WHAT THIS TASK INVOLVES:
Each line that has the string "guitar" must be copied from the records below.

═══ RECORD SET

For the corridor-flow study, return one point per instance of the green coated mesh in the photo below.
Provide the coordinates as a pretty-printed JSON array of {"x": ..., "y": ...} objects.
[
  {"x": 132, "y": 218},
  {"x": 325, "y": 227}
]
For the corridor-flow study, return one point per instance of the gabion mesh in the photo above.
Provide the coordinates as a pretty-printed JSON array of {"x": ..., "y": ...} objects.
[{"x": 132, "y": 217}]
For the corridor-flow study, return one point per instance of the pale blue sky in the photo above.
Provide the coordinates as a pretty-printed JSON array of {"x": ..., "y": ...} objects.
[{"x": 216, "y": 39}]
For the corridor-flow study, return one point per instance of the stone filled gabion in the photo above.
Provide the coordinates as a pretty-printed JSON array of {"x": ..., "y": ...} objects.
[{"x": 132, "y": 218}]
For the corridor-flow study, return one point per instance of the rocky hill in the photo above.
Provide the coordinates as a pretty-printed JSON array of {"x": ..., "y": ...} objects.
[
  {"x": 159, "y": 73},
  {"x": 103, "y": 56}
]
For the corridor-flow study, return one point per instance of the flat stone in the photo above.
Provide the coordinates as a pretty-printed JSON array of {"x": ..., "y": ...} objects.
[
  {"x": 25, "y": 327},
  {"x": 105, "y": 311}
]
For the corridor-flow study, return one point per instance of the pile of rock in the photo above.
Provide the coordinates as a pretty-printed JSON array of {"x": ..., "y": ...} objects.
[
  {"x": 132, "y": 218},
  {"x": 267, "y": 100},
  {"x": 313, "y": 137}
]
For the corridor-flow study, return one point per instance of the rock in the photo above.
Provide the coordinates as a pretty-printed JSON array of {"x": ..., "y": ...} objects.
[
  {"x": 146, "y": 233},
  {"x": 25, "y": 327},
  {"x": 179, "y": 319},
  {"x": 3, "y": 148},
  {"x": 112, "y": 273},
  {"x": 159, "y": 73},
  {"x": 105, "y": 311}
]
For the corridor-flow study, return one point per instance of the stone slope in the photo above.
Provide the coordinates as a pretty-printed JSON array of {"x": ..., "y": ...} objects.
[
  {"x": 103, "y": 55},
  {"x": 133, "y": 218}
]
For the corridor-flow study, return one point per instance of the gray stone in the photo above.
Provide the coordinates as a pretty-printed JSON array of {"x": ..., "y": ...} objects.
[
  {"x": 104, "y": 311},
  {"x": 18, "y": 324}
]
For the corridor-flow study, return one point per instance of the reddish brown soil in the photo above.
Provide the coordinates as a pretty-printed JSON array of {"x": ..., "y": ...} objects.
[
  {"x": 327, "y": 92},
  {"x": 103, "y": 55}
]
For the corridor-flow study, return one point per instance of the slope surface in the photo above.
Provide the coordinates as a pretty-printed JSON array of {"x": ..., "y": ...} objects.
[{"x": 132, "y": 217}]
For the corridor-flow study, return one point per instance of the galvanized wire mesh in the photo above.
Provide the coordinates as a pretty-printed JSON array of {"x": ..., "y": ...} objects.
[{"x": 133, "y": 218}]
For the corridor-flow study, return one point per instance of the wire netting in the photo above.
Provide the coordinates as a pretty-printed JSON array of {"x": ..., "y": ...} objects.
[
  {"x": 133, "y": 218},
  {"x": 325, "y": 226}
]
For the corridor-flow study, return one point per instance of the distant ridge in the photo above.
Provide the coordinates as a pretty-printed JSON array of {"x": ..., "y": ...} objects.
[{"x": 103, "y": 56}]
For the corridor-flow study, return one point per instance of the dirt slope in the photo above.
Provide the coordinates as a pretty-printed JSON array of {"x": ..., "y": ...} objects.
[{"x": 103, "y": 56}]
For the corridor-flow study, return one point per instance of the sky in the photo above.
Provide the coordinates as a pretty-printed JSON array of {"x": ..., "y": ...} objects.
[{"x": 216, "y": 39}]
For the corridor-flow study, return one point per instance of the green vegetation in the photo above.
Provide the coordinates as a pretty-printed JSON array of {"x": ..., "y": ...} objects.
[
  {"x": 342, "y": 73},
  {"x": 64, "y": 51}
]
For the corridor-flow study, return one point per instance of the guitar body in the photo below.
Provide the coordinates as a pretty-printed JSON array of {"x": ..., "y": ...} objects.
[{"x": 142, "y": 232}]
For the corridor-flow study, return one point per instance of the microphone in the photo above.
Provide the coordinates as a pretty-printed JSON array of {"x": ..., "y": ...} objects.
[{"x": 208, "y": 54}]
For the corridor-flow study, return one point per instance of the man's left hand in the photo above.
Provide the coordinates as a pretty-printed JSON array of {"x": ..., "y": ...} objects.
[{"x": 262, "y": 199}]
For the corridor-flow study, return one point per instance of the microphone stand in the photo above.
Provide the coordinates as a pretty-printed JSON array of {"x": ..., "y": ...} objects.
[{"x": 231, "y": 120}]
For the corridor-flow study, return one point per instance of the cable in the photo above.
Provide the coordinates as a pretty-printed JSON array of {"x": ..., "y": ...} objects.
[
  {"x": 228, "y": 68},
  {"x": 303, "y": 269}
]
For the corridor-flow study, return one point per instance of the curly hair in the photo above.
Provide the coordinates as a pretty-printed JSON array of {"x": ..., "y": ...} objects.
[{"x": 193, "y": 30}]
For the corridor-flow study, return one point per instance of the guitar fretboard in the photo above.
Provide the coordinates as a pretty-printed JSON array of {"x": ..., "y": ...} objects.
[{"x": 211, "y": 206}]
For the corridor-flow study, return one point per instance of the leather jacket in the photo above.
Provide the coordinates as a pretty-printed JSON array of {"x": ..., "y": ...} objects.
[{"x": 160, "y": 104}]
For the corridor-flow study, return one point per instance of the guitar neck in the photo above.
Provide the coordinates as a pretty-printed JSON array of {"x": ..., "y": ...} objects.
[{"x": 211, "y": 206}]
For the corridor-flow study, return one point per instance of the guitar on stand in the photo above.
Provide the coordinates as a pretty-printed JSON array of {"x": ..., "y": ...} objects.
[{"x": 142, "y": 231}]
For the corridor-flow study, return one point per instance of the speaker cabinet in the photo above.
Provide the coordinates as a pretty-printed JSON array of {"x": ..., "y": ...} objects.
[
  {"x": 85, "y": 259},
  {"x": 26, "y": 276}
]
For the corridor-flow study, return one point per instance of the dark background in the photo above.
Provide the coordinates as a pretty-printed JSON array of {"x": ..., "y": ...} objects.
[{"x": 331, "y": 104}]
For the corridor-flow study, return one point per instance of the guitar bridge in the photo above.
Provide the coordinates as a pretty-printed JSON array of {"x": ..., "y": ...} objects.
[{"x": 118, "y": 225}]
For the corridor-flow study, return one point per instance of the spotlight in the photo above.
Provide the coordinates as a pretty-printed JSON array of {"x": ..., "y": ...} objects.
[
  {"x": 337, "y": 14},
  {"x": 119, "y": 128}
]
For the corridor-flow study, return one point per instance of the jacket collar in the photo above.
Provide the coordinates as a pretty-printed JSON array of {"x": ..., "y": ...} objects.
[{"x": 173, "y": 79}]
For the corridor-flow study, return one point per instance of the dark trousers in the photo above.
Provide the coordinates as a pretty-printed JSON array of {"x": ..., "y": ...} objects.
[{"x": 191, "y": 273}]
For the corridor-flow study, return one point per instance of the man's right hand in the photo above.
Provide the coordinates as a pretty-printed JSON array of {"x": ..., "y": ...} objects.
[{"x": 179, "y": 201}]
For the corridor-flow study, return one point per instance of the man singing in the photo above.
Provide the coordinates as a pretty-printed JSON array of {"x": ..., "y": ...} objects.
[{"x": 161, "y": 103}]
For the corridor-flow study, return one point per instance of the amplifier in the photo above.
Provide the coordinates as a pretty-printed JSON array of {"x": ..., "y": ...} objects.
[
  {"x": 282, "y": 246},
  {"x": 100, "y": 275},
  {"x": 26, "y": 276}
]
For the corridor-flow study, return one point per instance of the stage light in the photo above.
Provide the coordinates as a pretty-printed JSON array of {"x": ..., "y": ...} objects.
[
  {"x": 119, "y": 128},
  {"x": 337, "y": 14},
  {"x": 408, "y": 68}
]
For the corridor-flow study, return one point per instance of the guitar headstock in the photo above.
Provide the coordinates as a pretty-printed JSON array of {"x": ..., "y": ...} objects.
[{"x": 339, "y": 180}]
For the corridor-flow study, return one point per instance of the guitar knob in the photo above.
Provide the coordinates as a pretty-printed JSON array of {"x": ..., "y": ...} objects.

══════

ANSWER SECTION:
For the corridor-flow study, return one point per instance of the guitar body in the photo below.
For the corridor-flow study, return one point per instance of the guitar fretboard in the photo above.
For the corridor-flow study, return one point per instance of the guitar neck in the photo above.
For the corridor-flow study, return one point per instance of the guitar on stand in the photo above.
For the corridor-flow study, return one point per instance of the guitar bridge in the photo above.
For the corridor-flow study, return one point per instance of the guitar headstock in the photo above.
For the corridor-flow study, return one point per instance of the guitar knob in the photo above.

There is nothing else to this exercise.